Copy out the data so that nothing differs from the original.

—————

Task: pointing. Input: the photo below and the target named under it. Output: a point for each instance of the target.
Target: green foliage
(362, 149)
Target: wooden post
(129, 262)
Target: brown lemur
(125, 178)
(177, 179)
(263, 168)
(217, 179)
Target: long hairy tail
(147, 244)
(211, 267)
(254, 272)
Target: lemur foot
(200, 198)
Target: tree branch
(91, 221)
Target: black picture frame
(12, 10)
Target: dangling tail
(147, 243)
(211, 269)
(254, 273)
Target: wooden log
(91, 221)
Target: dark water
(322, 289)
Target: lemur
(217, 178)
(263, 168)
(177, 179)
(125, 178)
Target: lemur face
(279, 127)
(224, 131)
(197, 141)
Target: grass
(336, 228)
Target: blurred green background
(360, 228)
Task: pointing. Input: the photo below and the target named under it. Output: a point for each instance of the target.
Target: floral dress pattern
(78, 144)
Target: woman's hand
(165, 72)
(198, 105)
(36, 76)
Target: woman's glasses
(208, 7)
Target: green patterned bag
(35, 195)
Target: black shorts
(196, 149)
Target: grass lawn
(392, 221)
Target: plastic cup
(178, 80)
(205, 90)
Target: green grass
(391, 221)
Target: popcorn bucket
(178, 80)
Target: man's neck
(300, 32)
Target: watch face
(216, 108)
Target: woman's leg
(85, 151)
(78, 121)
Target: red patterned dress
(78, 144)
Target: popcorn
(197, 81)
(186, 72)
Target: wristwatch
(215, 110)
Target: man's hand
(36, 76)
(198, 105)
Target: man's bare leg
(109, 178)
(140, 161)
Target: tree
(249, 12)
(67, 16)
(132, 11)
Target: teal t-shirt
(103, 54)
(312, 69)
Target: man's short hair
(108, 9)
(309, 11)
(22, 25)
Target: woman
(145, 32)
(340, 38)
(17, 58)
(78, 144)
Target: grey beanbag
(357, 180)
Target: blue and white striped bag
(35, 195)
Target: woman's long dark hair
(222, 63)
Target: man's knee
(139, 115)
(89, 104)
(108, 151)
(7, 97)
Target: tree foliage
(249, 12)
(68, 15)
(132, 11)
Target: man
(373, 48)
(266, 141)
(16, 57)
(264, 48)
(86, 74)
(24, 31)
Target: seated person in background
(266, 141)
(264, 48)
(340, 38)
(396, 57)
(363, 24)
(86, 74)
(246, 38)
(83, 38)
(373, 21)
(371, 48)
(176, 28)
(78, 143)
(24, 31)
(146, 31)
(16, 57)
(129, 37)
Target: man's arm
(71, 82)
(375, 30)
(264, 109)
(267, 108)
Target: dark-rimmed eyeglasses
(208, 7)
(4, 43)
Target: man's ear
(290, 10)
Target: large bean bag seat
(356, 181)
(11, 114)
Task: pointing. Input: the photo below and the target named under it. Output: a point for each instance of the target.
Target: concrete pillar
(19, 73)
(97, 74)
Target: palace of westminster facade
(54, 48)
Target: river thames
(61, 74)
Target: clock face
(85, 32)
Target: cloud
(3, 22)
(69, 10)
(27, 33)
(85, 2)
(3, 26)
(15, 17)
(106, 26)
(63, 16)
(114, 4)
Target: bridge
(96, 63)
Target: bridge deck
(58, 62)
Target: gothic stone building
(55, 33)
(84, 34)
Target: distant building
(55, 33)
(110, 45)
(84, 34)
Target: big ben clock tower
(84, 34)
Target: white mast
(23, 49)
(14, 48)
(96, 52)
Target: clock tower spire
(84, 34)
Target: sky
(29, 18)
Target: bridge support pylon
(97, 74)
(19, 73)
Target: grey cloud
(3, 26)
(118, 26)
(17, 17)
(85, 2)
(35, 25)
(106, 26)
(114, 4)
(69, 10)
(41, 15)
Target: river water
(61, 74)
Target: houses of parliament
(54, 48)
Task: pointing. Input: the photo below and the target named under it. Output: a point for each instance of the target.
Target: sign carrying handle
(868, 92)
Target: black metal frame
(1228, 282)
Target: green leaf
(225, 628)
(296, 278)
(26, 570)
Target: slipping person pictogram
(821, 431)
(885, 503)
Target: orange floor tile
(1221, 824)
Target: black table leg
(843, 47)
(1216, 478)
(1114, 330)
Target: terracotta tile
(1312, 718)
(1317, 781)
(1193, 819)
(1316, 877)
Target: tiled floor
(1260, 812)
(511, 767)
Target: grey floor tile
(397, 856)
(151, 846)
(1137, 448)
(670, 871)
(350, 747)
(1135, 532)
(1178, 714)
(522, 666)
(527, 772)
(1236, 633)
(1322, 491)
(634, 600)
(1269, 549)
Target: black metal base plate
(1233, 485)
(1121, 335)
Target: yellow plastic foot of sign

—————

# OUTPUT OF THE EXERCISE
Task: pointing. Input: the photo below and the target named under it. Output: a point for each instance of the target.
Target: green foliage
(362, 149)
Target: wooden post
(129, 262)
Target: brown lemur
(125, 178)
(177, 179)
(263, 168)
(217, 179)
Target: long hairy tail
(147, 244)
(211, 267)
(254, 272)
Target: lemur foot
(200, 198)
Target: tree branch
(91, 221)
Target: black picture frame
(12, 10)
Target: dangling tail
(147, 243)
(211, 269)
(254, 273)
Target: wooden log
(91, 221)
Target: dark water
(322, 289)
Target: lemur
(217, 178)
(263, 168)
(177, 179)
(125, 178)
Target: lemur face
(279, 127)
(224, 131)
(197, 141)
Target: grass
(336, 228)
Target: blurred green background
(360, 228)
Task: pointing. Input: the photo below and the target named under it. Output: a point for each instance of the target.
Target: floral dress pattern
(78, 144)
Target: woman's hand
(165, 72)
(198, 105)
(36, 76)
Target: woman's glasses
(208, 7)
Target: green patterned bag
(35, 195)
Target: black shorts
(196, 149)
Target: grass lawn
(392, 221)
Target: plastic cup
(178, 80)
(205, 90)
Target: green grass
(391, 221)
Target: popcorn bucket
(178, 80)
Target: man's neck
(300, 32)
Target: watch face
(216, 108)
Target: woman's leg
(85, 151)
(78, 121)
Target: red patterned dress
(78, 144)
Target: popcorn
(197, 81)
(186, 72)
Target: wristwatch
(215, 110)
Target: man's hand
(36, 76)
(198, 105)
Target: man's bare leg
(109, 178)
(140, 161)
Target: tree
(249, 12)
(67, 16)
(132, 11)
Target: teal t-shirt
(103, 54)
(312, 69)
Target: man's short hair
(108, 9)
(309, 11)
(22, 25)
Target: woman
(145, 32)
(340, 38)
(17, 58)
(78, 144)
Target: grey beanbag
(357, 180)
Target: blue and white striped bag
(35, 195)
Target: woman's long dark hair
(222, 63)
Target: man's knee
(139, 115)
(89, 104)
(108, 151)
(7, 97)
Target: tree foliage
(249, 12)
(68, 15)
(132, 11)
Target: man
(373, 48)
(266, 141)
(16, 57)
(264, 48)
(86, 74)
(24, 31)
Target: seated person in background
(266, 141)
(264, 48)
(340, 38)
(396, 57)
(363, 24)
(86, 74)
(246, 38)
(83, 38)
(373, 21)
(371, 48)
(176, 28)
(78, 143)
(24, 31)
(146, 31)
(16, 57)
(129, 37)
Target: man's arm
(71, 82)
(375, 30)
(264, 109)
(267, 108)
Target: dark-rimmed eyeglasses
(208, 7)
(4, 43)
Target: man's ear
(290, 10)
Target: large bean bag seat
(356, 181)
(11, 114)
Task: pointing. Input: the photo below and the target named under it. Output: a point for each instance of the target.
Target: concrete pillar
(19, 73)
(97, 74)
Target: palace of westminster facade
(54, 48)
Target: river thames
(61, 74)
Target: clock face
(85, 32)
Target: cloud
(3, 22)
(69, 10)
(27, 33)
(85, 2)
(3, 26)
(15, 17)
(106, 26)
(63, 16)
(114, 4)
Target: bridge
(96, 63)
Target: bridge deck
(58, 62)
Target: gothic stone building
(55, 33)
(84, 34)
Target: distant building
(55, 33)
(110, 45)
(84, 34)
Target: big ben clock tower
(84, 34)
Target: white mast
(23, 49)
(14, 48)
(96, 52)
Target: clock tower spire
(84, 34)
Target: sky
(29, 18)
Target: bridge support pylon
(97, 74)
(19, 73)
Target: grey cloud
(3, 26)
(118, 26)
(17, 17)
(85, 2)
(35, 25)
(106, 26)
(114, 4)
(69, 10)
(41, 15)
Target: river water
(61, 74)
Target: houses of parliament
(54, 48)
Task: pointing. Input: the photo below and the target named under it. Output: a point for each instance of the target.
Target: sign carrying handle
(868, 92)
Target: black metal frame
(1228, 282)
Target: green leaf
(225, 628)
(296, 278)
(26, 570)
Target: slipping person pictogram
(821, 431)
(885, 503)
Target: orange floor tile
(1221, 824)
Target: black table leg
(843, 47)
(1216, 478)
(1114, 330)
Target: terracotta tile
(1312, 718)
(1317, 781)
(1193, 819)
(1316, 877)
Target: tiled floor
(1260, 812)
(511, 767)
Target: grey floor tile
(397, 856)
(151, 846)
(1137, 448)
(670, 871)
(350, 747)
(1135, 532)
(1178, 714)
(522, 666)
(527, 772)
(1236, 633)
(1322, 491)
(634, 600)
(1269, 549)
Target: black metal base plate
(1233, 485)
(1121, 335)
Target: yellow plastic foot of sign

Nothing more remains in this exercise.